- What the exercise asks:
Keeping every character as it is, transcribe the entries below.

········

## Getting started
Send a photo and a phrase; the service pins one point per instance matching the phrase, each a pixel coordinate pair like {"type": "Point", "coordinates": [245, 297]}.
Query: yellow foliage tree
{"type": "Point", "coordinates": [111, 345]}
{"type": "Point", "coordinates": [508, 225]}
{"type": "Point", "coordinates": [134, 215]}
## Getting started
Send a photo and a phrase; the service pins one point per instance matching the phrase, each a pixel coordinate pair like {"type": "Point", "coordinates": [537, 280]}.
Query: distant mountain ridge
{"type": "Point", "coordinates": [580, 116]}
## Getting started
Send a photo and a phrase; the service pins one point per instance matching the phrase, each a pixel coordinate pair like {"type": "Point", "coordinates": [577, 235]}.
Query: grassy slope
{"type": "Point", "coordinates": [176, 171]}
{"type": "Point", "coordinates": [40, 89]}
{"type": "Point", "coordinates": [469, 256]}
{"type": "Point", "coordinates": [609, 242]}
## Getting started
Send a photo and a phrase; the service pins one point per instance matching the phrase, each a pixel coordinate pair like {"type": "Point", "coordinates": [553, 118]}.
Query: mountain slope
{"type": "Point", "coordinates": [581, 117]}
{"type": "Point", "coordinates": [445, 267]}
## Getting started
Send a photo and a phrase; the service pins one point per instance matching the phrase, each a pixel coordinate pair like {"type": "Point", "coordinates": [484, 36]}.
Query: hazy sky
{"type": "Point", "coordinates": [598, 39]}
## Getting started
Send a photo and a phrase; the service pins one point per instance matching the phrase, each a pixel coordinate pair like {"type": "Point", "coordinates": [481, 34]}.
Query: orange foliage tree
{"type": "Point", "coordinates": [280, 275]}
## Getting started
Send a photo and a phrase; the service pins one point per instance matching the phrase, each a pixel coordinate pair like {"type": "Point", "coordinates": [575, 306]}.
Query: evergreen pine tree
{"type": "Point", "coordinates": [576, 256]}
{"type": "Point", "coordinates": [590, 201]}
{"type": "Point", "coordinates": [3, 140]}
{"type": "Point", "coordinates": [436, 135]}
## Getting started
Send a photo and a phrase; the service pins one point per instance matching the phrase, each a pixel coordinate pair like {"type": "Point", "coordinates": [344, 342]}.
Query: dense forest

········

- The answer:
## Getting started
Send a photo and a phrase; the service pins one point per instance matching the phrase, each a pixel coordinate pair like {"type": "Point", "coordinates": [245, 297]}.
Query: yellow foliage tree
{"type": "Point", "coordinates": [111, 345]}
{"type": "Point", "coordinates": [508, 225]}
{"type": "Point", "coordinates": [134, 215]}
## Getting started
Send a photo and a phrase; the service pins one point per instance matching the phrase, each a pixel coordinate pair like {"type": "Point", "coordinates": [537, 280]}.
Query: distant mountain ridge
{"type": "Point", "coordinates": [580, 116]}
## Getting started
Send a photo and a phrase; the service pins one point per instance matching the phrase, each a pixel coordinate pair like {"type": "Point", "coordinates": [577, 235]}.
Query: grassy slope
{"type": "Point", "coordinates": [176, 171]}
{"type": "Point", "coordinates": [40, 89]}
{"type": "Point", "coordinates": [469, 256]}
{"type": "Point", "coordinates": [609, 242]}
## Getting started
Send a photo and a phrase; the service pins one point per instance matching the phrase, each a pixel coordinate pair like {"type": "Point", "coordinates": [553, 118]}.
Query: mountain slope
{"type": "Point", "coordinates": [581, 117]}
{"type": "Point", "coordinates": [445, 267]}
## Getting started
Send a photo and a phrase; the service pins one point per instance matching the phrase, each a pixel coordinate pair like {"type": "Point", "coordinates": [484, 36]}.
Query: hazy sky
{"type": "Point", "coordinates": [598, 39]}
## Getting started
Send a photo and a phrase; the service pins one point per instance matching the phrase, each a pixel coordinate pair like {"type": "Point", "coordinates": [481, 34]}.
Query: orange foliage tree
{"type": "Point", "coordinates": [280, 275]}
## Getting started
Send a photo and a phrase; the service pins one point per instance matching the phrase, each a pixel coordinate pair like {"type": "Point", "coordinates": [575, 306]}.
Query: evergreen pine tree
{"type": "Point", "coordinates": [576, 256]}
{"type": "Point", "coordinates": [590, 201]}
{"type": "Point", "coordinates": [3, 140]}
{"type": "Point", "coordinates": [436, 135]}
## Getting started
Send a photo and a phrase; the service pins one point per instance matching the phrase, each a pixel coordinate pair like {"type": "Point", "coordinates": [344, 342]}.
Query: dense forest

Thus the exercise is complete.